▶ **Objective**: Present the records as a numbered list, starting at the line that contains "For a safety inspection report, we need the golden" and ending with the last line of the records, and leave out any blank lines.

Dataset excerpt
Start

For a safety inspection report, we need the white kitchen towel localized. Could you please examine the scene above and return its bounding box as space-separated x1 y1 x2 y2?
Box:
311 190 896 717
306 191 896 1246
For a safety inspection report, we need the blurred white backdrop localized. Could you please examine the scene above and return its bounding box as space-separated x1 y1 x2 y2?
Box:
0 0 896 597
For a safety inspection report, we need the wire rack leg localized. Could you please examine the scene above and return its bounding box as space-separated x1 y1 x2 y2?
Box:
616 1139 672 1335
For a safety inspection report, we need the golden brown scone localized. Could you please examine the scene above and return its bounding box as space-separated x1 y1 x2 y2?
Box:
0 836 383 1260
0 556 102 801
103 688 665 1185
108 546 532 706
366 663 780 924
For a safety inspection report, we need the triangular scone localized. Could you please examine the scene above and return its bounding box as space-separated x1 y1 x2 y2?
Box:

End

▶ **Result below**:
1. For a safety inspection report, we need the golden brown scone localized. Could you please examine the scene above and return its bounding box as space-separated x1 y1 x2 y2?
2. Box:
3. 0 836 383 1260
4. 0 556 102 801
5. 103 688 665 1185
6. 108 546 532 706
7. 366 663 780 924
8. For a safety inspection report, we need the triangular scone localized. Could you please examine the scene above and return its bounding box as space-separated x1 y1 x2 y2?
9. Box:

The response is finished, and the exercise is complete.